▶ _Task directions_
Please copy out the lines of the records below exactly as they stand, starting with the line containing "of the spectator" and continuing through the end of the records.

(Collection entries)
════
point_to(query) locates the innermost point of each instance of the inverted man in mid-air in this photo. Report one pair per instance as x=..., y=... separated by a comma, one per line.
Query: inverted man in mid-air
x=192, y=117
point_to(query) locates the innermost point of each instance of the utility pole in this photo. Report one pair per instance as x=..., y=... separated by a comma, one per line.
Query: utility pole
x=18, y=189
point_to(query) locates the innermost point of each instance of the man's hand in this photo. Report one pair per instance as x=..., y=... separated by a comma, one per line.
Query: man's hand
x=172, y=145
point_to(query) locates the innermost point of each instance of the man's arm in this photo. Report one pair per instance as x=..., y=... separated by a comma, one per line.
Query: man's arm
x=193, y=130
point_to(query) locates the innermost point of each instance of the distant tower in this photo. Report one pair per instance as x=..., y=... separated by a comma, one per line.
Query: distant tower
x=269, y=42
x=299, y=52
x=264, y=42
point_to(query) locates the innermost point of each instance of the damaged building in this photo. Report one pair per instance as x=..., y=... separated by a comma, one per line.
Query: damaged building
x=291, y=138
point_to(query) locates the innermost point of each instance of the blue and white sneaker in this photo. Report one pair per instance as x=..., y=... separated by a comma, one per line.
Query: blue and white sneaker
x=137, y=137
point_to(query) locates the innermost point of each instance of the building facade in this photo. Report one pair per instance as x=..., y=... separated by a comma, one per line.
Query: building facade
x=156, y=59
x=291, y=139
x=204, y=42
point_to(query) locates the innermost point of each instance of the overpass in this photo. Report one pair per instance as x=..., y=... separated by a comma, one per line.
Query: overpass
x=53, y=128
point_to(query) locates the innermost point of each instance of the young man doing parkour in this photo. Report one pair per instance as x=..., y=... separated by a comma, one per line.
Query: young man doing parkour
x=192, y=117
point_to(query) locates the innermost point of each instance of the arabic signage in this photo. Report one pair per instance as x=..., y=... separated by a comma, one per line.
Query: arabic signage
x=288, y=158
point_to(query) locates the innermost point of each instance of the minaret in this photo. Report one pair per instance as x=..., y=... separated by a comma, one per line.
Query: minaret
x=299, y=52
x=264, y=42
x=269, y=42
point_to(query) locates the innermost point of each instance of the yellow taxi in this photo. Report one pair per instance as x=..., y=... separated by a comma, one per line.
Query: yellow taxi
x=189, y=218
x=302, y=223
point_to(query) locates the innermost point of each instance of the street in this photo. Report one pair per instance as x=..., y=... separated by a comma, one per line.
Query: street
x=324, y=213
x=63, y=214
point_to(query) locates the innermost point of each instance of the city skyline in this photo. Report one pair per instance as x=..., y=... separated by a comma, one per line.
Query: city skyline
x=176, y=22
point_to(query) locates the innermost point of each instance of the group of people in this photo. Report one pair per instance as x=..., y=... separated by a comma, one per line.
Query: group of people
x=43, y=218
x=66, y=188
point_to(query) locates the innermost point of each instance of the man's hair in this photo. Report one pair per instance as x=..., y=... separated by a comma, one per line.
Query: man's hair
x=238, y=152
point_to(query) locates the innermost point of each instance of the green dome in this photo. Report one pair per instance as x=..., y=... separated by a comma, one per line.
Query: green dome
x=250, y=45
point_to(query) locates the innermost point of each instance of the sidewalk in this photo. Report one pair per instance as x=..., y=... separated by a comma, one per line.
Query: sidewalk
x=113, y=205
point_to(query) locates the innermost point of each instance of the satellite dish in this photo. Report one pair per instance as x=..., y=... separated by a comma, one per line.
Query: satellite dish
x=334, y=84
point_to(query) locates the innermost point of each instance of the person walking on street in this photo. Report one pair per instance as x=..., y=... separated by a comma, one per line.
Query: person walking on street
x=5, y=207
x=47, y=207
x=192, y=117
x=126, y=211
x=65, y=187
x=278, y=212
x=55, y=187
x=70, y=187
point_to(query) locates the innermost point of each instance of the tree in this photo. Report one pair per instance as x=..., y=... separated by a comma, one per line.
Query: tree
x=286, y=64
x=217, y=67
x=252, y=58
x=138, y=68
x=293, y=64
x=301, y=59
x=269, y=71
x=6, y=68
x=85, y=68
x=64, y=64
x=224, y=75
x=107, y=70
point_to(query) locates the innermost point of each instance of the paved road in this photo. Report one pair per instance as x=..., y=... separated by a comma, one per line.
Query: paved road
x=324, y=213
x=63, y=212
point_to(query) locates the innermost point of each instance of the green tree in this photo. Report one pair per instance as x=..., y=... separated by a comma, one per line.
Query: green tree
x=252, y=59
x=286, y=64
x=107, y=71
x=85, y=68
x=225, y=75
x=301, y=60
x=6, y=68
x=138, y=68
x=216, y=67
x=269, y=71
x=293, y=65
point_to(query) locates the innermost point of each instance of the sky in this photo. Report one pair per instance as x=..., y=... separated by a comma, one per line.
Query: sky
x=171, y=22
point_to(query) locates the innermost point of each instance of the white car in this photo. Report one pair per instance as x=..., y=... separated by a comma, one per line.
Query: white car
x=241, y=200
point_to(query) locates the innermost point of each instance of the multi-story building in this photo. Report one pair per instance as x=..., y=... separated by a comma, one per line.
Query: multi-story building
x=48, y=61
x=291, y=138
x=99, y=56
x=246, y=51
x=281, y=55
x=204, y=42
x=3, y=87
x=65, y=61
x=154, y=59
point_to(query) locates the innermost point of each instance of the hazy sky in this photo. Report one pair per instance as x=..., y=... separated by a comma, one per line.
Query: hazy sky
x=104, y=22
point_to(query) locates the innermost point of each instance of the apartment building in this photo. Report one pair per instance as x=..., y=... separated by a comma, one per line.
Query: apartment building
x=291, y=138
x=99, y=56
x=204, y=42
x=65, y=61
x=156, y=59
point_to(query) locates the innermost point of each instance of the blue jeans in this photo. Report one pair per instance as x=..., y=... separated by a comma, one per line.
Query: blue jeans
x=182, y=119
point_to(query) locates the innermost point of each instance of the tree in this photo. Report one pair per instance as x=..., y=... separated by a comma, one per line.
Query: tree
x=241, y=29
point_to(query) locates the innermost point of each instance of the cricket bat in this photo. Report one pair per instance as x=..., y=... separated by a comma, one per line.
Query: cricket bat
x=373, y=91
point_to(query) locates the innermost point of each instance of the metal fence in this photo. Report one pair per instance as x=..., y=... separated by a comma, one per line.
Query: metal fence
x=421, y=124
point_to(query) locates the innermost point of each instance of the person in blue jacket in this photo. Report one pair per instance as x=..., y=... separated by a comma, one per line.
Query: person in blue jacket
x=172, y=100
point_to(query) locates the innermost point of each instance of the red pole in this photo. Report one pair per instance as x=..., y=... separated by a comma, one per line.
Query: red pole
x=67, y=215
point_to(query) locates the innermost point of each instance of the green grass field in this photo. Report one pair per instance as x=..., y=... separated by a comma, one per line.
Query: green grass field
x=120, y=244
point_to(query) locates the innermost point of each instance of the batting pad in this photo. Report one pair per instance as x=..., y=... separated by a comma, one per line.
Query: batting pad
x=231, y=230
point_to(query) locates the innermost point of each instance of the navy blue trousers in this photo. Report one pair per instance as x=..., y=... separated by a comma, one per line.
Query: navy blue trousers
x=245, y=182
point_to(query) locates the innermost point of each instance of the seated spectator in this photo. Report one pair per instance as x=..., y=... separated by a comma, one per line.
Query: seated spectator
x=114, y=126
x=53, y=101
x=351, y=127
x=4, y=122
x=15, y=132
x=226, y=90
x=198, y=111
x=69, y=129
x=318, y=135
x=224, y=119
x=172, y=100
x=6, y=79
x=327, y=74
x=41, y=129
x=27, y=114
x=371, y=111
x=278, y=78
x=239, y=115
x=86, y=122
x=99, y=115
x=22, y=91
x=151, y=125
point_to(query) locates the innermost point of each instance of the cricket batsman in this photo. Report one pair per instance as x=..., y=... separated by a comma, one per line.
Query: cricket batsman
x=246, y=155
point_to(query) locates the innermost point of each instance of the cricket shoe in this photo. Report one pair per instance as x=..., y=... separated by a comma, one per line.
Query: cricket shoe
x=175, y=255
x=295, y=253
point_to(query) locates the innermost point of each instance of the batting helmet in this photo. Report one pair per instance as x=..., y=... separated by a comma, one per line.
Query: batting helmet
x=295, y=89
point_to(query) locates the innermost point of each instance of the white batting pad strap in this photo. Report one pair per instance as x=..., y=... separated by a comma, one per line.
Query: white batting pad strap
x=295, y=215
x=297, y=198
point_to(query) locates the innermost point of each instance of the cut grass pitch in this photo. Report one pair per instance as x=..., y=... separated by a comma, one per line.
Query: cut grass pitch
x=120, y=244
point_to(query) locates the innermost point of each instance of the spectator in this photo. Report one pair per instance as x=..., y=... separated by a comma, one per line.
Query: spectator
════
▶ _Output of the exercise_
point_to(query) locates the innermost point of each instance of the spectator in this photo. Report one pair per instance as x=..., y=... separated by a comma, one per line.
Query: spectator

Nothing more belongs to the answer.